> _Text for analysis_
┏━━

Association of Lung function changes with Outcomes in Childr
Bronchiolitis obliterans syndrome (BOS) is a life-threatening respiratory complication of allogeneic hematopoietic stem cell transplantation (HSCT). Although pulmonary function testing is crucial for monitoring BOS, little information exists on the association of these test results with outcomes in children with BOS.

The purpose of this study was to determine the correlation between changes in lung function after BOS diagnosis and long-term outcomes.

A total of 428 children underwent Allogeneic HSCT. 23 were diagnosed with BOS after allogeneic HSCT, and their clinical data were reviewed. 21 subjects underwent regular pulmonary function testing for 24 months after BOS diagnosis.

--Among the 21 children with BOS, 8 died, 5 underwent lung transplantation (TPL), and 15 required oxygen (O2) therapy.

--The FEV1% predicted (pred), FVC% pred, and FEF25-75% pred were 37.8±12.7% (mean±SD), 62.2±16.2%, and 16.4±9.6%, respectively, at the time of BOS diagnosis.

┗━━

> _Source material_
┏━━

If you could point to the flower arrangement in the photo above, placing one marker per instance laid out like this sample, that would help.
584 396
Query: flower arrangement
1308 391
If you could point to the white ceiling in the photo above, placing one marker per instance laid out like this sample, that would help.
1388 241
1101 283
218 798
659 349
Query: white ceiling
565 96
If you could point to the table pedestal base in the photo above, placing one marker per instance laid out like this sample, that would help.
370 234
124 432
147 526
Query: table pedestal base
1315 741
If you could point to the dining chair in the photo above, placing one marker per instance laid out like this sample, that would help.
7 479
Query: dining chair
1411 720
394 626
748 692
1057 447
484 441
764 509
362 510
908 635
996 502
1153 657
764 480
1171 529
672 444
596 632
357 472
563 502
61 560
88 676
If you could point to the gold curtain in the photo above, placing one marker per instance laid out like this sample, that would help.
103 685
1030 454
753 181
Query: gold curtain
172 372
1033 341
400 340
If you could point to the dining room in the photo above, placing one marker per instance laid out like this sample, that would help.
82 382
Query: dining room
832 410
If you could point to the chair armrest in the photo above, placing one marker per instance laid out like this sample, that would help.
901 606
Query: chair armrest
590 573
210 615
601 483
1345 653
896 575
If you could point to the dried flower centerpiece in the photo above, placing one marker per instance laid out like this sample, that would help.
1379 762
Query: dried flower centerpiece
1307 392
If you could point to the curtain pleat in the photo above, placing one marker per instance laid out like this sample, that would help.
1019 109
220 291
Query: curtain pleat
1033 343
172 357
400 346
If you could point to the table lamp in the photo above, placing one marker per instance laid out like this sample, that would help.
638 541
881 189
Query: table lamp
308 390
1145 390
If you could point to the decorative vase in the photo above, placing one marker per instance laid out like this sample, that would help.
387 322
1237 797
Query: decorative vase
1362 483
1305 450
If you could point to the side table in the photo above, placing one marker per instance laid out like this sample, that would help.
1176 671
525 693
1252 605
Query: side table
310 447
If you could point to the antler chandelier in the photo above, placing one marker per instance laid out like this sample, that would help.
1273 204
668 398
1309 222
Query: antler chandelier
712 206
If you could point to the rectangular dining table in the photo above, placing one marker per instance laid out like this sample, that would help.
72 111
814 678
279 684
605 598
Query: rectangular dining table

┗━━

> _Task set_
[A] Answer these questions from the text on bronchiolitis obliterans syndrome:
(i) How many children underwent allogeneic HSCT?
(ii) How many of the 21 children with BOS died?
(iii) What was the FEF25-75% pred at the time of BOS diagnosis?
[B] Duplicate the part of the text on bronchiolitis obliterans syndrome starting at "Association of Lung" and ending at "oxygen (O2) therapy.".
The lines play no part in this work.

> _Expected outputs_
[A]
(i) 428
(ii) 8
(iii) 16.4±9.6%

[B]
Association of Lung function changes with Outcomes in Childr
Bronchiolitis obliterans syndrome (BOS) is a life-threatening respiratory complication of allogeneic hematopoietic stem cell transplantation (HSCT). Although pulmonary function testing is crucial for monitoring BOS, little information exists on the association of these test results with outcomes in children with BOS.

The purpose of this study was to determine the correlation between changes in lung function after BOS diagnosis and long-term outcomes.

A total of 428 children underwent Allogeneic HSCT. 23 were diagnosed with BOS after allogeneic HSCT, and their clinical data were reviewed. 21 subjects underwent regular pulmonary function testing for 24 months after BOS diagnosis.

--Among the 21 children with BOS, 8 died, 5 underwent lung transplantation (TPL), and 15 required oxygen (O2) therapy.